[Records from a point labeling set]

•••••

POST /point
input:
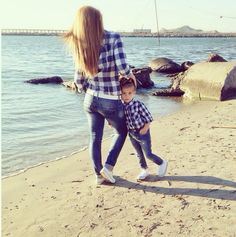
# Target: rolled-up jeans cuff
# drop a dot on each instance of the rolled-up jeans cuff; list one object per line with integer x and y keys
{"x": 109, "y": 167}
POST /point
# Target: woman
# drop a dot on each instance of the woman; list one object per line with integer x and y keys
{"x": 99, "y": 61}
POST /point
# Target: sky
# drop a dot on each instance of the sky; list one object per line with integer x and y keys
{"x": 121, "y": 15}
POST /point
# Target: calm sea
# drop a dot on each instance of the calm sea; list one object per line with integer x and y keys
{"x": 46, "y": 122}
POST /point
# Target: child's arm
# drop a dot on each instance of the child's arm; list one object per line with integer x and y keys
{"x": 144, "y": 129}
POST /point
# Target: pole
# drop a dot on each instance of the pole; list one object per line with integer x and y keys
{"x": 158, "y": 35}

•••••

Swap "drop" for "place" throughout the items above and write them out again with everything else unchanged. Leave the pictures out of your answer.

POST /point
input:
# Target: rolled-up jeans cuff
# place a dot on each instance of the rolled-up jeans cuff; list one object per line with integer x and y keys
{"x": 109, "y": 167}
POST /point
# Target: woman
# place a dot on each instance of the woman; list one object per line with integer x and y keys
{"x": 99, "y": 61}
POST /point
# Target: sky
# place a dot on each instance of the sky; list one object per line with integer x and y keys
{"x": 121, "y": 15}
POST /point
# Target: calm sea
# place a dot on each instance of the calm sea; list one object per line with integer x and y keys
{"x": 46, "y": 122}
POST /point
# Target: child's arm
# place a dot on each instance of the child's arm; list one object per line with integer x and y keys
{"x": 144, "y": 129}
POST /point
# Target: pole
# place a dot on each instance of the pole; list one object per line with integer x and y keys
{"x": 158, "y": 35}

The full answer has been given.